YOUR GOAL: Please convert the entries below into a Markdown table with two columns, Number and Text, giving each line its own row numbered in order and leaving out blank lines.

DATA SHOWN:
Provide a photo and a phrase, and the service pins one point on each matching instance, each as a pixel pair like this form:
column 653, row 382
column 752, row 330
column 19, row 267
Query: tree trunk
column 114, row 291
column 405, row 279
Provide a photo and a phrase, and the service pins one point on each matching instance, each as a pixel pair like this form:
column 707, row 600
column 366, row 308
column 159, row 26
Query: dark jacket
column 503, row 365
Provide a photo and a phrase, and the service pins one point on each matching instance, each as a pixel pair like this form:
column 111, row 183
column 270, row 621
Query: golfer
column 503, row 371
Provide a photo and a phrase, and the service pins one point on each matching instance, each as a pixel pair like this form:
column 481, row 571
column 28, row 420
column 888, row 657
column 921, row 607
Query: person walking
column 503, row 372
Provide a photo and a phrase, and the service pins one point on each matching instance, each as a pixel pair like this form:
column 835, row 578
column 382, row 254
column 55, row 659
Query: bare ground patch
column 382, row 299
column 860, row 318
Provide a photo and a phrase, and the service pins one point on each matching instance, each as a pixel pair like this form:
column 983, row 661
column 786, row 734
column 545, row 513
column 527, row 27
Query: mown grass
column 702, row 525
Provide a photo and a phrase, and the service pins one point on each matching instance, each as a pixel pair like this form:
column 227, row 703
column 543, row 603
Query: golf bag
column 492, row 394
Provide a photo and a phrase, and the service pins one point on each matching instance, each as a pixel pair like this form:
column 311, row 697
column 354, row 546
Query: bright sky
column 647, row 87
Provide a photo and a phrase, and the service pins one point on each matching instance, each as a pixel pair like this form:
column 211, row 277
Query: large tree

COMPLETE OUTPUT:
| Number | Text |
|---|---|
| 1 | Provide a photo and a phrase, and the service pins one point on each matching instance, each as a pixel pair like this form: |
| 2 | column 653, row 382 |
| 3 | column 752, row 330 |
| 4 | column 19, row 267 |
| 5 | Query: tree trunk |
| 6 | column 114, row 291 |
| 7 | column 405, row 279 |
| 8 | Provide a photo and a phrase, and the service pins one point on each matching instance, each as a pixel pair like this form: |
| 9 | column 707, row 600 |
| 10 | column 366, row 308 |
| 11 | column 159, row 26 |
| 12 | Query: dark jacket |
| 13 | column 503, row 365 |
| 14 | Provide a photo and a phrase, and the service pins one point on each matching instance, each as a pixel pair like this form: |
| 15 | column 111, row 183 |
| 16 | column 270, row 621 |
| 17 | Query: golfer |
| 18 | column 503, row 371 |
| 19 | Provide a photo and a phrase, and the service pins one point on each matching instance, each as a pixel pair like this form: |
| 20 | column 481, row 571 |
| 21 | column 28, row 420 |
| 22 | column 888, row 657 |
| 23 | column 921, row 607 |
| 24 | Query: person walking |
| 25 | column 503, row 372 |
| 26 | Provide a photo and a phrase, and the service pins one point on each matching instance, each as a pixel pair like this form: |
| 27 | column 835, row 578 |
| 28 | column 382, row 254 |
| 29 | column 55, row 659 |
| 30 | Query: bare ground patch |
| 31 | column 382, row 299 |
| 32 | column 860, row 318 |
| 33 | Provide a photo and a phrase, and the service pins one point on each matching instance, each as a pixel pair like this form: |
| 34 | column 983, row 661 |
| 35 | column 786, row 734 |
| 36 | column 545, row 513 |
| 37 | column 527, row 27 |
| 38 | Query: mown grass |
| 39 | column 702, row 525 |
| 40 | Provide a photo and a phrase, and the service pins one point on each matching instance, each as a pixel pair like this form: |
| 41 | column 227, row 703 |
| 42 | column 543, row 603 |
| 43 | Query: golf bag |
| 44 | column 492, row 394 |
| 45 | Provide a photo and a phrase, and the service pins one point on each matching instance, each as a pixel pair like this form: |
| 46 | column 311, row 697 |
| 47 | column 354, row 546 |
| 48 | Query: bright sky |
| 49 | column 647, row 87 |
| 50 | Provide a photo and a phrase, and the service pins one point on each matching instance, each as a pixel pair like this form: |
| 51 | column 211, row 277 |
| 52 | Query: large tree |